### What the exercise asks
In your copy, leave out the pictures; write out all the data exactly.

### Exercise materials
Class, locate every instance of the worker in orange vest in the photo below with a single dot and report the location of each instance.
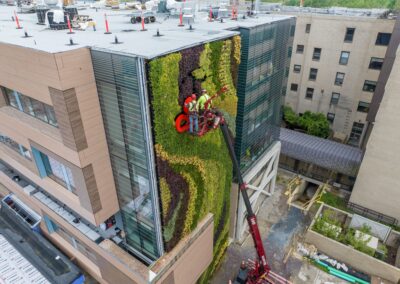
(193, 115)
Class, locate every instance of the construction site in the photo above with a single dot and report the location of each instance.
(141, 143)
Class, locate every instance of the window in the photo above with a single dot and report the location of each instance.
(376, 63)
(349, 34)
(309, 93)
(313, 74)
(284, 91)
(38, 109)
(344, 58)
(356, 133)
(12, 99)
(339, 79)
(335, 99)
(330, 116)
(369, 86)
(300, 48)
(363, 106)
(308, 28)
(317, 53)
(383, 39)
(31, 106)
(292, 30)
(57, 171)
(15, 146)
(289, 52)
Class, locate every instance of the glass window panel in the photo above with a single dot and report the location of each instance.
(313, 74)
(26, 104)
(363, 107)
(339, 79)
(383, 39)
(300, 48)
(26, 153)
(51, 117)
(309, 93)
(330, 116)
(38, 109)
(11, 97)
(335, 98)
(369, 86)
(344, 58)
(317, 53)
(376, 63)
(349, 34)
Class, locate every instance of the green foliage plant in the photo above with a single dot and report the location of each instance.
(203, 162)
(328, 225)
(359, 243)
(165, 196)
(315, 124)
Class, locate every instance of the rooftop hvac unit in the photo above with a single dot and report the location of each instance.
(72, 12)
(41, 14)
(57, 19)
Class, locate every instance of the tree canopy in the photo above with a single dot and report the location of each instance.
(312, 123)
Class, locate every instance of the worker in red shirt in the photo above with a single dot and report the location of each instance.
(193, 115)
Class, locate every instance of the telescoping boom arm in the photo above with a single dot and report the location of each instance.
(251, 217)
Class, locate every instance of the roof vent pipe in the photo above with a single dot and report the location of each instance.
(26, 34)
(158, 33)
(116, 41)
(106, 22)
(17, 21)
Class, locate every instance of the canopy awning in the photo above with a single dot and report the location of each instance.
(325, 153)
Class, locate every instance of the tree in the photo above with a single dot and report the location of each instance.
(290, 116)
(315, 124)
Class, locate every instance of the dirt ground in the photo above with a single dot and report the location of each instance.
(280, 227)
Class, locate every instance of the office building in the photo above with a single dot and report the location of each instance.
(337, 58)
(376, 188)
(87, 125)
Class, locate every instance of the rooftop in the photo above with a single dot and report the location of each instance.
(333, 11)
(133, 41)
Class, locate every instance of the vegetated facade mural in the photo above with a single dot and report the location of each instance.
(195, 173)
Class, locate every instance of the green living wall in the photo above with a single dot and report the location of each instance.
(195, 173)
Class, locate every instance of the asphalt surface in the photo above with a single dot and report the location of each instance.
(279, 225)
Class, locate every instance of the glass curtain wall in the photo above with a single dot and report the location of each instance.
(261, 79)
(120, 85)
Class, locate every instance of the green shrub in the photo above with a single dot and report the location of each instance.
(359, 243)
(290, 116)
(315, 124)
(165, 197)
(328, 225)
(334, 201)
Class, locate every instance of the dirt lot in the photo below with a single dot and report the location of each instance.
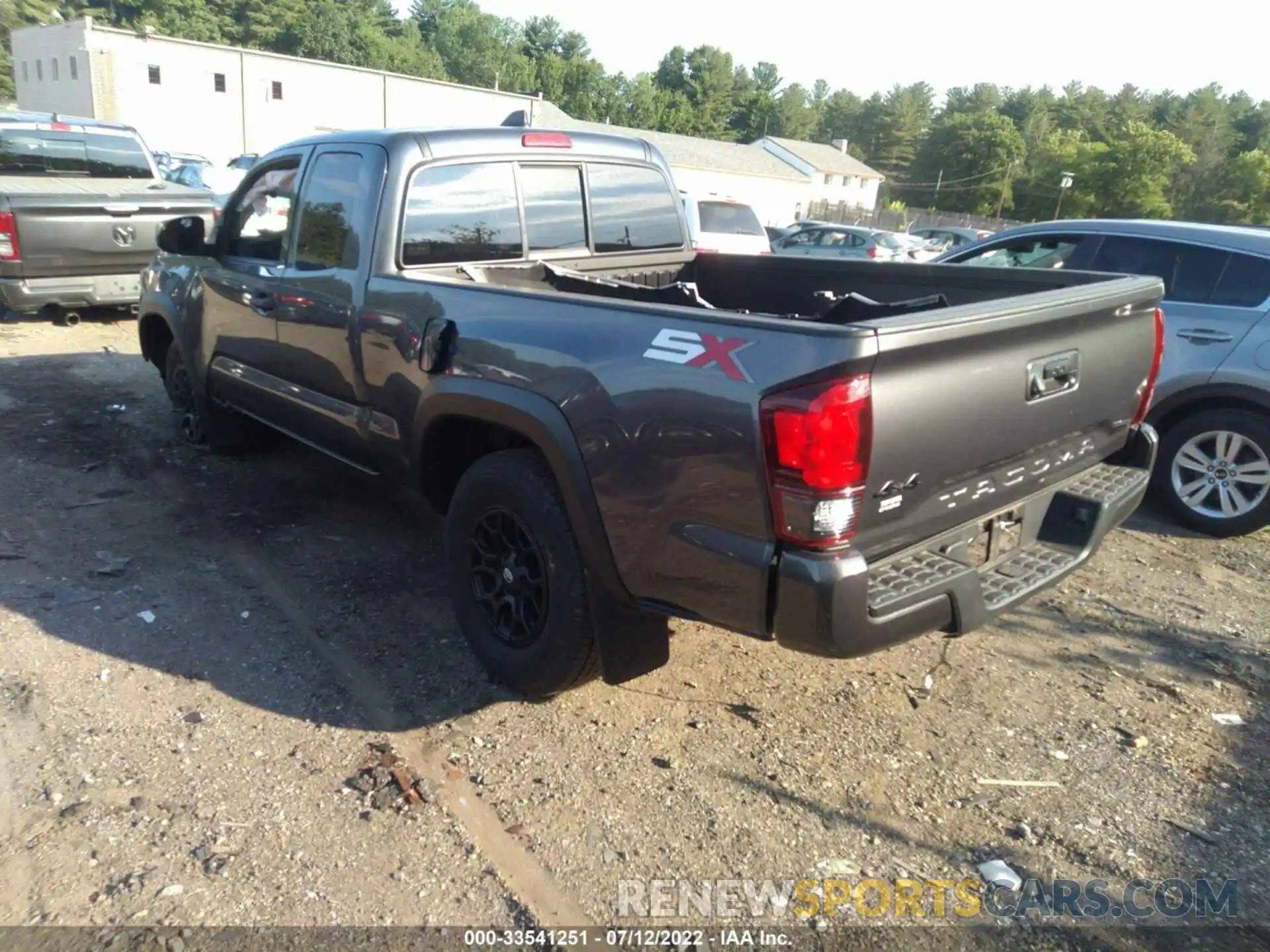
(190, 770)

### Task response
Class, locate every instance of the worker in orange vest in the photo below with a single dot and report the location of each instance.
(193, 115)
Class, locate every instance of the construction site in the photo above with a single dot and report the location of each instance.
(141, 143)
Class, locate every instance of the window in the photo above with a single dot and report the location of each instance.
(376, 63)
(349, 34)
(309, 93)
(313, 74)
(284, 91)
(38, 109)
(344, 58)
(356, 133)
(12, 99)
(339, 79)
(335, 99)
(330, 116)
(369, 86)
(300, 48)
(363, 106)
(308, 28)
(317, 53)
(383, 39)
(31, 106)
(292, 30)
(57, 171)
(15, 146)
(289, 52)
Class, locate every instance of the glass window panel in the photo above with a single dot and report the location of each instance.
(313, 74)
(26, 104)
(363, 107)
(339, 79)
(383, 39)
(300, 48)
(26, 153)
(51, 117)
(309, 93)
(330, 116)
(38, 109)
(11, 97)
(335, 98)
(369, 86)
(344, 58)
(317, 53)
(376, 63)
(349, 34)
Class, locate every instance of the green foliage plant in the photo above with a single dot and report the location of each instance.
(203, 162)
(328, 225)
(359, 243)
(165, 196)
(315, 124)
Class, locate every instance of the rooftop hvac unit in the photo above with a single dot and report the location of each instance.
(72, 12)
(41, 14)
(57, 19)
Class, locate every instance of the tree canopy in the photo above with a single dot and report the location of each instance.
(312, 123)
Class, locate every instance of the worker in red shirt in the photo above with a single dot and report the location of each instance.
(193, 115)
Class, locate every instance of the telescoping boom arm in the photo above with a single dot and report the location of each instance.
(251, 217)
Class, locate every instance of the roof vent pipe in the photo above with a single dot and report the location of each instance.
(26, 34)
(158, 33)
(116, 41)
(106, 22)
(17, 21)
Class, locate every instance of the canopy awning in the photo above with a single dot and report the location of each instance.
(325, 153)
Class, locate every instance of the tree in the photo above with a single dot and report the location of each instance.
(290, 116)
(315, 124)
Class, locate every instance of the dirt ground in the photo above with a single dot and report the location of each instance.
(280, 227)
Class, locate every instance of the office building in the photo above with a single dot and report the location of each instance.
(337, 58)
(376, 188)
(87, 125)
Class, locate every instance of the rooftop in the photo above with a single dot and report the location of each instance.
(333, 11)
(133, 41)
Class, locate every instance of the vegetated facade mural in the photo above with a single dot and report the location of each instance.
(195, 173)
Class, locate every instance of the green living wall in the photo above with a single dot and report the location of each instance.
(195, 173)
Class, locate every instance of the asphalt surface in the photo above with a single dot and report the location of each instance.
(279, 225)
Class, locate every instance of the glass curtain wall in the photo above with a single dot and report the location of each instance.
(261, 79)
(120, 85)
Class, locate every instance of the green shrub in the photo above with a single dot and report the location of each instance.
(359, 243)
(290, 116)
(315, 124)
(165, 197)
(328, 225)
(334, 201)
Class, locate every instance of the dirt lot in the photo below with a single dot and report the location of each instance.
(190, 770)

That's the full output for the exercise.